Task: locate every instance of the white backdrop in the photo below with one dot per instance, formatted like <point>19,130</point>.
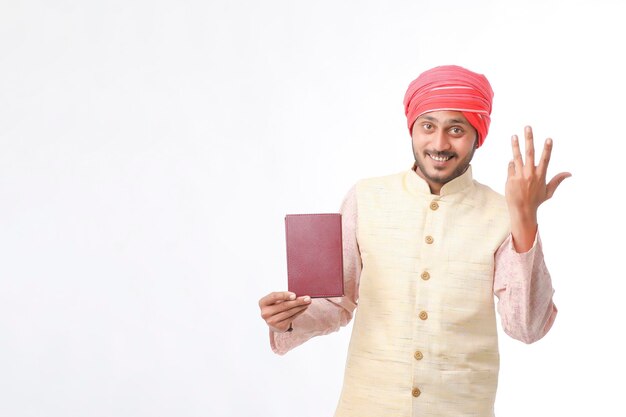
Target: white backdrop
<point>149,151</point>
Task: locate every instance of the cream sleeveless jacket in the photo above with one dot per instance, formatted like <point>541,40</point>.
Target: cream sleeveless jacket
<point>424,340</point>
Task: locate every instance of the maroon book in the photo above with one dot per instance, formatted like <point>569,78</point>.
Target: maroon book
<point>314,254</point>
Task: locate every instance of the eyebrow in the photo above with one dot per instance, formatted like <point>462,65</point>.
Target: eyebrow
<point>448,121</point>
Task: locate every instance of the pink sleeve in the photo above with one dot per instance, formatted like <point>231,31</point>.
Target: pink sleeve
<point>523,286</point>
<point>327,315</point>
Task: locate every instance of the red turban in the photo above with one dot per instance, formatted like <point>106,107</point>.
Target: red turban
<point>451,87</point>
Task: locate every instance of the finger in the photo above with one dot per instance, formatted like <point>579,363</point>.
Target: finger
<point>267,312</point>
<point>545,157</point>
<point>517,154</point>
<point>530,147</point>
<point>274,297</point>
<point>511,169</point>
<point>286,317</point>
<point>555,182</point>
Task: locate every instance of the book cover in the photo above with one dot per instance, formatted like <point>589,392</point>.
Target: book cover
<point>314,254</point>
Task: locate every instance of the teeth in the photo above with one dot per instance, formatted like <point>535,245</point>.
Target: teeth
<point>440,158</point>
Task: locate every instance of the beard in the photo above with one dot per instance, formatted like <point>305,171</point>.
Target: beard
<point>438,176</point>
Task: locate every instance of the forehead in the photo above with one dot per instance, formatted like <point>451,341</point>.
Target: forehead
<point>444,117</point>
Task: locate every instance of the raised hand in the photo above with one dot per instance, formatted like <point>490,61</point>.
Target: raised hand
<point>526,188</point>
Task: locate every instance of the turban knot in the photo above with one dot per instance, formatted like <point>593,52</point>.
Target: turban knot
<point>451,87</point>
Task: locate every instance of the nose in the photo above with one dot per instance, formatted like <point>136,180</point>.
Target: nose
<point>441,141</point>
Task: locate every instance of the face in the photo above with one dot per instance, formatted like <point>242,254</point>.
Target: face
<point>443,145</point>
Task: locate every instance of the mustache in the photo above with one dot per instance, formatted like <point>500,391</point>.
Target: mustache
<point>442,154</point>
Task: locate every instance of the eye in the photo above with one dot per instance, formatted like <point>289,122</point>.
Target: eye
<point>456,131</point>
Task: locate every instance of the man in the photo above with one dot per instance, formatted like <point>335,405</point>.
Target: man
<point>425,250</point>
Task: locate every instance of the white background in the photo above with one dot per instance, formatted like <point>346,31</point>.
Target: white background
<point>149,151</point>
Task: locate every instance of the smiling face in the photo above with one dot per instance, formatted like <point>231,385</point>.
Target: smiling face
<point>443,145</point>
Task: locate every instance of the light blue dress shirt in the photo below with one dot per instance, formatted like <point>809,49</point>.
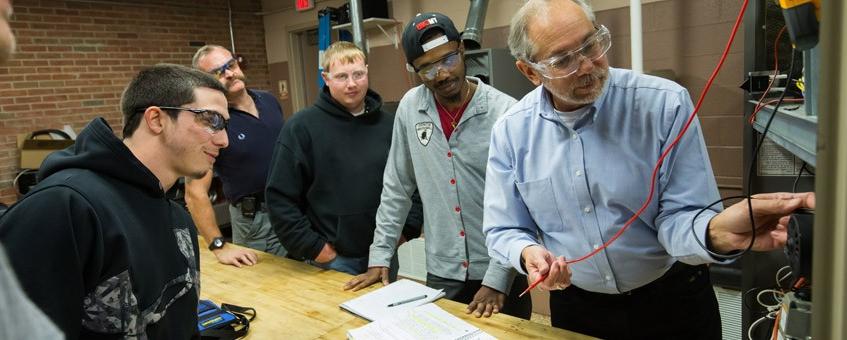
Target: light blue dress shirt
<point>573,189</point>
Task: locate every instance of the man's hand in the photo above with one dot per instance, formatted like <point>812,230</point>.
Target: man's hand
<point>730,230</point>
<point>373,275</point>
<point>487,301</point>
<point>540,261</point>
<point>327,254</point>
<point>236,256</point>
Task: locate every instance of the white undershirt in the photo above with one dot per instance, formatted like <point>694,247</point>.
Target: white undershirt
<point>569,118</point>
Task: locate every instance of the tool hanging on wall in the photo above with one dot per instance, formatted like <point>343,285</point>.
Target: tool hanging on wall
<point>802,19</point>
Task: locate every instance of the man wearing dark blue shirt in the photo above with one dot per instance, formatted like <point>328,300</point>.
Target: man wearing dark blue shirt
<point>256,119</point>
◆ ◆ ◆
What is required - Your task is to copy each line of the entries that includes the word "below".

Written reply -
Task: locate every instance of the white backdrop in the photo below with one dot per instance, formatted like <point>19,130</point>.
Task: locate every instance of the light blue dress shirt in the photo below with one dot per instance, formatted like <point>809,49</point>.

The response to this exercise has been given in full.